> Goal of the exercise: Render the lines below, from the one containing "Study the photograph above. For every instance of the steam" through the last line, both inclusive, as a Markdown table with the columns No. and Line, omitting blank lines.
╭─ Information supplied
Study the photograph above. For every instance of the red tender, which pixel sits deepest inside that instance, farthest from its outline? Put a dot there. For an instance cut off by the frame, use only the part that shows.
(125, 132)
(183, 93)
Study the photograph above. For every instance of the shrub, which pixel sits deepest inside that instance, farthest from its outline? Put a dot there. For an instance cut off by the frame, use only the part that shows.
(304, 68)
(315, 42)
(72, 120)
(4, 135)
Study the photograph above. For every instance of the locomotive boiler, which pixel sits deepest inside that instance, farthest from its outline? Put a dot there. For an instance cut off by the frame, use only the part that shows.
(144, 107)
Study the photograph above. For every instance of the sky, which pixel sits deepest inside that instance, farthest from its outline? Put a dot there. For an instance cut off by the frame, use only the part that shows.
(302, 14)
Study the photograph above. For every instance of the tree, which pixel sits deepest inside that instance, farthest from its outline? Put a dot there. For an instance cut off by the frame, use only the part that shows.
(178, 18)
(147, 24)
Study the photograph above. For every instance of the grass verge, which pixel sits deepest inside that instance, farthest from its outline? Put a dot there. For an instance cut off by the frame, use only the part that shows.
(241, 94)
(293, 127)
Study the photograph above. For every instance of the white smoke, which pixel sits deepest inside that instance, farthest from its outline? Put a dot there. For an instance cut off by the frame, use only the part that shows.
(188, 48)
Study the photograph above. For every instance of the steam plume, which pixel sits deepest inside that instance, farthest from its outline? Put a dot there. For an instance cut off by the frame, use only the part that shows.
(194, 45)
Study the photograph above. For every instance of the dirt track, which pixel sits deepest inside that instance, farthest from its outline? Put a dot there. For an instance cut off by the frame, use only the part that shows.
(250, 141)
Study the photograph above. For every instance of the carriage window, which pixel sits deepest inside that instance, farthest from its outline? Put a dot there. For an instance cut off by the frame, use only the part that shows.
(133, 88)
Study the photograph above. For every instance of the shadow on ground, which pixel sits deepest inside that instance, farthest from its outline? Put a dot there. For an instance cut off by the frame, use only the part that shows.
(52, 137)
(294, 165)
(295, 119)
╰─
> Reply to the task:
| No. | Line |
|---|---|
| 1 | Study the photograph above. For every instance of the steam plume, which pixel sits deepest inside that instance, farthest from its outline? Put a dot there. For an instance cut off by the frame, use only the part that shows. |
| 2 | (194, 45) |
| 3 | Study the photograph above. For every instance of the dirt track, which pixel sits deepest inside that instance, farthest from its outline? Put a dot there. For an instance cut off by the frame, use only the part that shows. |
| 4 | (250, 141) |
| 5 | Study the photograph above. For every instance of the carriage window, which pixel sits deepest inside that instance, farthest from its outline? Put a dot there. For an instance cut off by the frame, use only the part that shows. |
| 6 | (133, 88) |
| 7 | Study the photograph above. For every instance of the shadow on ground, which pixel sits deepest inside that instance, farthest from its outline? Put a dot there. For an instance cut off by the frame, use only the part that shows. |
| 8 | (52, 137) |
| 9 | (294, 165) |
| 10 | (295, 119) |